* Set task
Retype the data below without altering anything.

Coordinate annotation records
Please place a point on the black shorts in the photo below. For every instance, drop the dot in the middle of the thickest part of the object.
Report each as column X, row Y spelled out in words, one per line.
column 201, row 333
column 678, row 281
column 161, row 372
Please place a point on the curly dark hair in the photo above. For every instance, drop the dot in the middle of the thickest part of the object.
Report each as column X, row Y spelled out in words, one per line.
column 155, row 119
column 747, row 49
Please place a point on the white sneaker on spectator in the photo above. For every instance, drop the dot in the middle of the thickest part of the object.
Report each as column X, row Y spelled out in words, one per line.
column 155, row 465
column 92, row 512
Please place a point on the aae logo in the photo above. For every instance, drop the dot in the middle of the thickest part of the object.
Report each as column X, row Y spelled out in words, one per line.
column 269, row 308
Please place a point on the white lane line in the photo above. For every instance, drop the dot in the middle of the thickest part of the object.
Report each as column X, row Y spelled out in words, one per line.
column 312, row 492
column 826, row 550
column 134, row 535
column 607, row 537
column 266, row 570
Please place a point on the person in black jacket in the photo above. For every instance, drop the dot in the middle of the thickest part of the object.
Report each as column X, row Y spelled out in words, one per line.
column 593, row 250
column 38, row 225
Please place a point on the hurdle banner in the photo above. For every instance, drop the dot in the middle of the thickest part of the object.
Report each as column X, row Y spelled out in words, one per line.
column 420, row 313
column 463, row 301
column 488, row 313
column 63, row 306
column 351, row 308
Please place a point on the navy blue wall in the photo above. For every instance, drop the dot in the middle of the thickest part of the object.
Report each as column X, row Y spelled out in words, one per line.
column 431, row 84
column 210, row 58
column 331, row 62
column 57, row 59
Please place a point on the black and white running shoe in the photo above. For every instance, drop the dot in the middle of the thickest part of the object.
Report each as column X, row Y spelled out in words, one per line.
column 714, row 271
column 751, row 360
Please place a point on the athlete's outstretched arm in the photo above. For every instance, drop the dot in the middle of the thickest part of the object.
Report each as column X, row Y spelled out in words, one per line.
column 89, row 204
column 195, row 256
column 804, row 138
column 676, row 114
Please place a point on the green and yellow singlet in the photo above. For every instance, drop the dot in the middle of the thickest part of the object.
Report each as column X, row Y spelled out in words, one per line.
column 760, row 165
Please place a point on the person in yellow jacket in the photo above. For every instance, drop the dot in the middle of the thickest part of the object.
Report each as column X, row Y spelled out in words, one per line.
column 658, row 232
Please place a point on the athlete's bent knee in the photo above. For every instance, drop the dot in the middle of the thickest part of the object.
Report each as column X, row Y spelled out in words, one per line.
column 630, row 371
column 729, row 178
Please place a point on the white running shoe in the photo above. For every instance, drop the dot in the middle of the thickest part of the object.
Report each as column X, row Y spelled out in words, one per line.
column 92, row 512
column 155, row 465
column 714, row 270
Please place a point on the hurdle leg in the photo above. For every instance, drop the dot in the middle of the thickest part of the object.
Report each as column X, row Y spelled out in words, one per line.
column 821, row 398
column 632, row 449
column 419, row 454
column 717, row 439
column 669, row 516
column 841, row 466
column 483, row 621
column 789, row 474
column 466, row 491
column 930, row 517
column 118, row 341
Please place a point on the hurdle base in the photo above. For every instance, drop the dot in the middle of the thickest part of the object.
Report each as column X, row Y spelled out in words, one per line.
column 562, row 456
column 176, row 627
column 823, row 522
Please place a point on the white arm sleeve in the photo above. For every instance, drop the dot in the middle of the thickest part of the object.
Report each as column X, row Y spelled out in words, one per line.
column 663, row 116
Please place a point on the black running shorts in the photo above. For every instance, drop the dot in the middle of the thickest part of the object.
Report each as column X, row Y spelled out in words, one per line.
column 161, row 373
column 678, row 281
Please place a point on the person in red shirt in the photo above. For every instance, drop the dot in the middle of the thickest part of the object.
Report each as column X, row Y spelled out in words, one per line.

* Solution to the problem
Please place a point on the black shorts in the photo below. For every instance, drop the dot in the middle of the thickest part of the object.
Report each as column X, row Y spelled out in words, one per line.
column 201, row 333
column 678, row 281
column 161, row 372
Please place a point on the curly dark hair in the photo above. For every instance, drop the dot in the middle of the thickest part of the object.
Report each as column X, row Y spelled out in words, one per line.
column 155, row 119
column 747, row 49
Please place a point on the white sneaker on spectator in the photo above. For every instance, drop the dot in the middle of the thickest part of the object.
Report each as column X, row Y spelled out in words, one per line.
column 155, row 465
column 92, row 512
Please place a point on the aae logo in the photo above. For every instance, drop the dot in the middle of the thickest part of the object.
Report each as column X, row Y spelled out in words, one per line.
column 269, row 308
Please place a point on the white lane line in the photo above. For every instance, drop the dot in the middle of the thickest part of the object.
Report each as column X, row Y spelled out in words, one per line.
column 312, row 492
column 826, row 550
column 134, row 535
column 607, row 537
column 266, row 570
Please place a point on the person in black jacket in the photo above. For every instance, drop the dot in the middle of the thickest part of the object.
Report each as column X, row Y spelled out in words, one per line.
column 593, row 250
column 38, row 225
Please place a point on the hurdle banner in the photo above. For every instance, drop the dot in the middle of the thickest part of the object.
Report each as column X, row Y spelled out in words, one per line.
column 420, row 313
column 463, row 301
column 488, row 313
column 63, row 306
column 351, row 308
Please place a point on the navy blue wall in the photo above. For every instance, drop the dot in the middle of the thickest part of the object.
Report each as column X, row Y spelled out in words, one per line.
column 431, row 84
column 210, row 58
column 331, row 62
column 57, row 59
Please place a point on the black and white running shoe in the photo above. For every instance, drop the dot in the middle of the thickest part of the object.
Report each as column X, row Y spelled out in words, one per line.
column 714, row 271
column 751, row 360
Please place a point on the athlete's outstretched arm in the photo above. For every instance, drop the dot in the middle of the thickest part of the object.
Report each as column X, row Y spelled out in words, one per line.
column 89, row 204
column 195, row 256
column 804, row 138
column 676, row 114
Please place a point on the green and yellow singlet in the photo above. For every instance, drop the dot in the middle of the thickest part of the object.
Report each as column X, row Y spelled out in words, one per line.
column 760, row 165
Please place a point on the person in yellow jacket in the photo above. For every instance, drop the dot in the middle of the thickest part of the object.
Report each as column X, row Y spelled out in words, one per line.
column 658, row 232
Please place a point on the athlete's bent knee in the photo above. For every instance, drop the dot in the middle of the thickest part of the object.
Report each as column X, row Y spelled out in words, one per line.
column 630, row 371
column 729, row 178
Please place a point on the white running shoe in the photo above. For every instance, drop the dot in the middle of the thickest part of the object.
Report each as column X, row Y spelled out in words, one per line.
column 92, row 512
column 155, row 465
column 714, row 270
Please place a point on the hurdle leg in the photo above. For every instance, drop the dot in the middle of the thickest part of the object.
Report each as column X, row Y spelled out in words, one per line.
column 821, row 398
column 632, row 449
column 419, row 454
column 717, row 439
column 669, row 516
column 841, row 466
column 483, row 621
column 789, row 474
column 466, row 491
column 930, row 517
column 118, row 341
Please place a point on the hurdle base in the photo above. For every instance, drop the dot in the middle of the thickest part of the object.
Report each as column X, row Y spelled out in words, one per line.
column 562, row 456
column 176, row 627
column 823, row 522
Please place a point on the white arm sleeve in the photo above. For every instance, drop the dot in the middle of the thickest part of the object.
Report each as column X, row Y spelled out in words, one per line.
column 663, row 116
Please place a point on the black running shorts in the photo above. For every instance, drop the dot in the middle of the thickest part of the object.
Report each as column X, row Y spelled out in words, one per line.
column 161, row 373
column 678, row 281
Please place a point on the person in red shirt in the photo above. For every instance, drop the dot in the middle of the thickest part of the object.
Report each as column X, row Y spelled out in words, one per line.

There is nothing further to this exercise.